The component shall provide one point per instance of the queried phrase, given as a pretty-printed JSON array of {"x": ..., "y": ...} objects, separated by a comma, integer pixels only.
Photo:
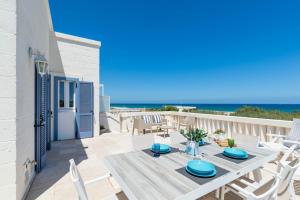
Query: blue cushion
[
  {"x": 157, "y": 119},
  {"x": 201, "y": 167},
  {"x": 147, "y": 119},
  {"x": 235, "y": 152},
  {"x": 163, "y": 148}
]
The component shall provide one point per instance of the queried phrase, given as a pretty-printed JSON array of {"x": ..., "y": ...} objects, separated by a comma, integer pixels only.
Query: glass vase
[{"x": 192, "y": 148}]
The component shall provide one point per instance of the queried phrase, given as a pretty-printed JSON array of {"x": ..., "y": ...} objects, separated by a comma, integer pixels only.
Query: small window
[
  {"x": 61, "y": 94},
  {"x": 71, "y": 94}
]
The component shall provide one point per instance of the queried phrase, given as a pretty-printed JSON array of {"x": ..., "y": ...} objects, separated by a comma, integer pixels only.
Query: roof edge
.....
[About this exercise]
Leave out the pictures and print each record exactly as it stands.

[Task result]
The component shall provide one point per instance of the queried phrase, given as a pretty-printed JSON array of {"x": ..., "y": ...} objects, separated by a comma, integer pixels only.
Photo:
Query: blue cushion
[
  {"x": 157, "y": 119},
  {"x": 201, "y": 167},
  {"x": 147, "y": 119},
  {"x": 235, "y": 152},
  {"x": 163, "y": 148}
]
The component shall provide one point per instance of the queried phrase, given as a pretty-printed JSON array of {"x": ..., "y": ...} objects, separated by a comma, integer pixels only.
Query: glass vase
[{"x": 192, "y": 148}]
The component shall provide one point per instance of the queried phrase, given as a pretty-printed JSON array of {"x": ..., "y": ...} objects, separated by a comma, integer pixels only.
Query: small window
[
  {"x": 61, "y": 94},
  {"x": 71, "y": 94}
]
The component shall provide one point per instance of the queried phrase, given as a pretty-printed JSON array of {"x": ..., "y": ...} objects, separated by a comma, integer pixels only.
Query: roof edge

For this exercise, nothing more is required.